To do:
- 1) List every sentence in the mediation advice that ends with a question mark.
- 2) Rewrite everything in the mediation advice from "Mediation... .A fine" down to "or sincere negotiations.", putting "talks" in place of "negotiations".
- 3) According to the mediation advice, what is the first and most important factor in the reader's favor?

Text extract:

Mediation... .A fine goal and it really does tend to work with two reasonably normal parents.  But that's not the case here, is it?  Odds are she will try to take the upper hand in the negotiations, if they can be called that.  Most here have faced ultimatums and demands, not realistic or sincere negotiations.

Typically mediation fails when at the beginning of a divorce case.  The disordered parent is just too entitled and feeling in control for any agreeable terms to be reached.  On the other hand, many here report reaching a settlement eventually, usually just before a major hearing or trial.  I have been known to be blunt and state that - in most of our cases - if mediation works so early in the case then you probably gave up too much.

Your case might not be so daunting.  You seem to have several factors in your favor.  First and most important, you have assumed the primary parent role.  And she has let you do it, though with a lot of guilting.  This is amazingly good for you and the kids.  My counsel?  Don't Gift Away whatever advantages you and the kids now have.  Why?

  • Our great qualities (such as our sense of fairness, our desires to be peacemakers and avoid conflict) are terrible disadvantages when dealing with acting-out disordered persons.  If you try to be overly fair then you're essentially sabotaging your parenting, abdicating too much power to someone who can't handle it responsibly.
  • Somehow you have majority time now.  Bravo!  That is a wonderful Parenting History, one court will probably accept, perhaps grudgingly.  But... .If you Gift Away time with your child now, it will be much, much harder to get it back.  (Think Sisyphus pushing that boulder uphill only to have to do it all over again the next day and every day.)   Court will view her having more time as the new 'normal' and will be reluctant to undo it when she causes problems (again).
  • If you grant her equal time, then court will have to ponder who should be the Primary Parent.  And it probably won't be you without a big court struggle, because courts often default to mothers.
  • You may think, "But I already mentioned equal time... ."  Well, you also have a right to withdraw your offer or musings.  The way to backtrack is to note that you're currently doing most of the parenting, always have in the past, and that going forward it should continue that way.  I'm not saying it has to be 90/10, but you simply cannot risk gifting away your current status.
  • Ponder what is her "normal" level of parenting, her "comfort zone".  Right now in a divorce she may be desperate to look like a wonderful mother but it's likely that afterward she will drift back to a more passive role matching the past.  Find ways she can feel okay with the current status but you still are left handling the important things.
  • Have you pondered what 50/50 can mean?  I've already mentioned that court will be inclined to put her in charge.  But if she has that then what if she decides to move away?  If she's considered primary parent then you may have a hard time keeping the kids local.  Do you want to risk having to follow her when she moves?  Another consideration is that if she has substantial time then the court could automatically gift her child support, taking it out of your hands to gift as you feel appropriate.

Saved data entries:
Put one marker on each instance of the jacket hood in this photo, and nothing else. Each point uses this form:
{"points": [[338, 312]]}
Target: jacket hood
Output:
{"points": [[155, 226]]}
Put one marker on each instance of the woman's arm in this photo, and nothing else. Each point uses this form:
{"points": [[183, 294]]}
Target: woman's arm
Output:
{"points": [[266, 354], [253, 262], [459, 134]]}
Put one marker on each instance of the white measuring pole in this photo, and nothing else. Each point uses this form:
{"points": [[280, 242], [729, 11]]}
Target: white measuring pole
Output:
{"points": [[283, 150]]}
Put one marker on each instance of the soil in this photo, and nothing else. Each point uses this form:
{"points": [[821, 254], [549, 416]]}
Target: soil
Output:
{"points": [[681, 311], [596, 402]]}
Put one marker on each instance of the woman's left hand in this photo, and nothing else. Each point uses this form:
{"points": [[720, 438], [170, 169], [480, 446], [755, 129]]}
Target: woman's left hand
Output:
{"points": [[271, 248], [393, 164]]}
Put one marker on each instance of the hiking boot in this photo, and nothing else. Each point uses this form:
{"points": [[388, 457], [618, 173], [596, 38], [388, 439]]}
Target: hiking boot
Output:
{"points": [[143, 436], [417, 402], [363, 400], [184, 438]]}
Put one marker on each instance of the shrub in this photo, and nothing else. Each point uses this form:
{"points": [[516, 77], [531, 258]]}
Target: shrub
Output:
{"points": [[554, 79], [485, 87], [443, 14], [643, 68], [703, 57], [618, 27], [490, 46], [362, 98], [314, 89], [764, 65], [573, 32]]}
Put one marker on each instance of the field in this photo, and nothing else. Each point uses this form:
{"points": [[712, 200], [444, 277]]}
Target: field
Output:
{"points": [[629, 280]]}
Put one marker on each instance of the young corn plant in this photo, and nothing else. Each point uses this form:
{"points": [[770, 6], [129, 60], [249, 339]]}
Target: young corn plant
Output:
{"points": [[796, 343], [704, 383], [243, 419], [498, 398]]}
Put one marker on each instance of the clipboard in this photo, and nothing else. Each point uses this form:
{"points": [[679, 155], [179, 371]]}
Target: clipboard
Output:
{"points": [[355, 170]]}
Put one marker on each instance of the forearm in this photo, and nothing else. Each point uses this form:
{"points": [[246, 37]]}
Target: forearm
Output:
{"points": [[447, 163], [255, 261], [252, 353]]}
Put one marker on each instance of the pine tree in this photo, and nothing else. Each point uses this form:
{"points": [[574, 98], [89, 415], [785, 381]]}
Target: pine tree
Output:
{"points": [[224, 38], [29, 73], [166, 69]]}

Expected outputs:
- 1)
"But that's not the case here, is it?"
"My counsel?"
"Why?"
"Have you pondered what 50/50 can mean?"
"But if she has that then what if she decides to move away?"
"Do you want to risk having to follow her when she moves?"

- 2)
Mediation... .A fine goal and it really does tend to work with two reasonably normal parents.  But that's not the case here, is it?  Odds are she will try to take the upper hand in the talks, if they can be called that.  Most here have faced ultimatums and demands, not realistic or sincere talks.

- 3) The reader has assumed the primary parent role.